• GIVEN PROBLEM
Format each line of the data below as an item in a numbered list, omitting any blank lines.
* * *
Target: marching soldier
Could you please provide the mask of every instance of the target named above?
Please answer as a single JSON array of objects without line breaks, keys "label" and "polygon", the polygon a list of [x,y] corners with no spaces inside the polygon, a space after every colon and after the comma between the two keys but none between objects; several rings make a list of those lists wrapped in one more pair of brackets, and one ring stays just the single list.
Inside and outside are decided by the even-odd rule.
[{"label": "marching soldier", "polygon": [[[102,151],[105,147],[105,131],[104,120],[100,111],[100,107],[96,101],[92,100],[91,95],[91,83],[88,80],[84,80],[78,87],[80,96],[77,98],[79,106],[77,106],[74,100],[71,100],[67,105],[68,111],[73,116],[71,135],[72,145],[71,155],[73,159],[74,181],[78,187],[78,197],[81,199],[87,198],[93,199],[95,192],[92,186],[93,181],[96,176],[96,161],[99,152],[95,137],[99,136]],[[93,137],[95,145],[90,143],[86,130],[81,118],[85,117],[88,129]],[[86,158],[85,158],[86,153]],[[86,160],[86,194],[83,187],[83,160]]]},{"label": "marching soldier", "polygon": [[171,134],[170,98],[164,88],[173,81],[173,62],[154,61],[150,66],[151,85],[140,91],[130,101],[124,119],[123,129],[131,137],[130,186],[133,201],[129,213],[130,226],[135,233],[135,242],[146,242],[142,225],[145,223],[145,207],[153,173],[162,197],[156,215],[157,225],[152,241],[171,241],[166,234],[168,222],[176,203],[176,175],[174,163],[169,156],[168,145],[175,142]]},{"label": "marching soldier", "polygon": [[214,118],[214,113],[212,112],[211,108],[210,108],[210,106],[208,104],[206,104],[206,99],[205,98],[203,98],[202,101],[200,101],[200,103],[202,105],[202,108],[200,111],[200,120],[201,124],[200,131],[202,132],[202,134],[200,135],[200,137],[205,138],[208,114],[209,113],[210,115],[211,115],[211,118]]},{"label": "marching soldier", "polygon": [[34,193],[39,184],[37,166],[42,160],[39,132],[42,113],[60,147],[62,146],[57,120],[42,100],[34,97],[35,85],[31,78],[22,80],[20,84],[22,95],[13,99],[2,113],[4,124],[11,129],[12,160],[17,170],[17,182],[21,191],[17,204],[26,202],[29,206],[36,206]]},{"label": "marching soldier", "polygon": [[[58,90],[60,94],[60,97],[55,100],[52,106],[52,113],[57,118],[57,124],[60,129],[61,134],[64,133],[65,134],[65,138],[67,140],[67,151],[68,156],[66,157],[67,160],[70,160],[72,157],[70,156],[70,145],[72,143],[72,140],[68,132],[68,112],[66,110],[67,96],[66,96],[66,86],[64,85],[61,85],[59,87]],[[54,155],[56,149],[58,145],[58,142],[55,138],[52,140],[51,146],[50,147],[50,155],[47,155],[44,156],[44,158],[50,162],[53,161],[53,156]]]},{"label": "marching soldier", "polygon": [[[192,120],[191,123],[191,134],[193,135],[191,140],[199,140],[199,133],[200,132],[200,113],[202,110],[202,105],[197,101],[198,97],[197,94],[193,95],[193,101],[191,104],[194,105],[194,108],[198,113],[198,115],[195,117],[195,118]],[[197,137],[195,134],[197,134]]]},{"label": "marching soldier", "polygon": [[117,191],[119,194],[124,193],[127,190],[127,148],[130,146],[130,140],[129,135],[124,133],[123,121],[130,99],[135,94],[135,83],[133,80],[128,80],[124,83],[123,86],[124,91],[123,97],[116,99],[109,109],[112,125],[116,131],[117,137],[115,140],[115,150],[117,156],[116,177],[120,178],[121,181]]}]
* * *
• EXERCISE RESPONSE
1. Target: marching soldier
2. Could you please provide the mask of every instance of the target named above?
3. Please answer as a single JSON array of objects without line breaks, keys "label" and "polygon", the polygon a list of [x,y] corners with no spaces inside the polygon, a space after every colon and after the comma between the two keys but none between objects; several rings make a list of those lists wrapped in one more pair of brackets, and one ring stays just the single list.
4. Inside and outside are decided by the even-odd rule.
5. [{"label": "marching soldier", "polygon": [[[102,151],[105,147],[105,131],[104,120],[100,111],[100,107],[96,101],[92,100],[91,95],[91,83],[88,80],[84,80],[78,87],[80,96],[77,98],[79,106],[77,106],[74,100],[71,100],[67,105],[68,111],[73,116],[71,135],[72,145],[71,155],[73,159],[74,181],[78,187],[78,197],[81,199],[87,198],[93,199],[95,192],[92,186],[93,181],[96,176],[96,161],[99,152],[95,137],[99,136]],[[93,137],[95,145],[90,143],[86,130],[81,118],[85,117],[88,129]],[[86,158],[85,158],[86,153]],[[86,160],[86,194],[83,187],[83,160]]]},{"label": "marching soldier", "polygon": [[171,134],[170,98],[164,88],[173,81],[173,62],[154,61],[150,66],[151,85],[140,91],[130,101],[124,119],[123,129],[131,137],[130,186],[133,201],[129,213],[130,226],[135,233],[135,242],[146,242],[142,225],[145,223],[145,207],[153,173],[162,197],[156,215],[157,225],[152,241],[171,241],[166,234],[168,222],[176,203],[176,175],[174,163],[169,156],[168,145],[175,142]]},{"label": "marching soldier", "polygon": [[214,118],[214,113],[212,112],[211,108],[210,108],[210,106],[208,104],[206,104],[206,99],[205,98],[203,98],[202,101],[200,101],[200,103],[202,105],[202,108],[200,111],[200,120],[201,124],[200,131],[202,132],[202,134],[200,135],[200,137],[205,138],[208,114],[209,113],[210,115],[211,115],[211,118]]},{"label": "marching soldier", "polygon": [[34,193],[39,184],[37,166],[42,160],[39,132],[42,113],[60,147],[62,146],[57,120],[42,100],[34,97],[35,85],[31,78],[22,80],[20,84],[22,95],[13,99],[2,113],[4,124],[11,129],[12,160],[17,170],[17,182],[21,191],[17,204],[26,202],[29,206],[36,206]]},{"label": "marching soldier", "polygon": [[[58,90],[60,94],[60,97],[55,100],[52,106],[52,113],[57,118],[57,124],[60,129],[61,134],[64,133],[65,134],[65,138],[67,140],[67,151],[68,156],[66,157],[67,160],[70,160],[72,157],[70,156],[70,145],[72,143],[72,140],[68,132],[68,112],[66,110],[67,96],[66,96],[66,86],[64,85],[61,85],[59,87]],[[54,155],[56,149],[58,145],[58,142],[55,138],[52,140],[51,146],[50,147],[50,155],[47,155],[44,156],[44,158],[50,162],[53,161],[53,156]]]},{"label": "marching soldier", "polygon": [[[192,120],[191,123],[191,134],[193,135],[191,140],[199,140],[199,133],[200,132],[200,113],[202,110],[202,105],[197,101],[198,97],[197,94],[193,95],[193,101],[191,104],[194,105],[194,108],[198,113],[198,115],[195,117],[195,118]],[[197,137],[195,134],[197,134]]]},{"label": "marching soldier", "polygon": [[117,191],[119,194],[124,193],[127,190],[127,148],[130,146],[130,140],[129,135],[124,133],[123,121],[130,99],[135,94],[135,83],[133,80],[128,80],[124,83],[123,86],[124,91],[123,97],[116,99],[109,109],[112,125],[116,131],[117,137],[115,140],[115,150],[117,156],[116,177],[120,178],[121,181]]}]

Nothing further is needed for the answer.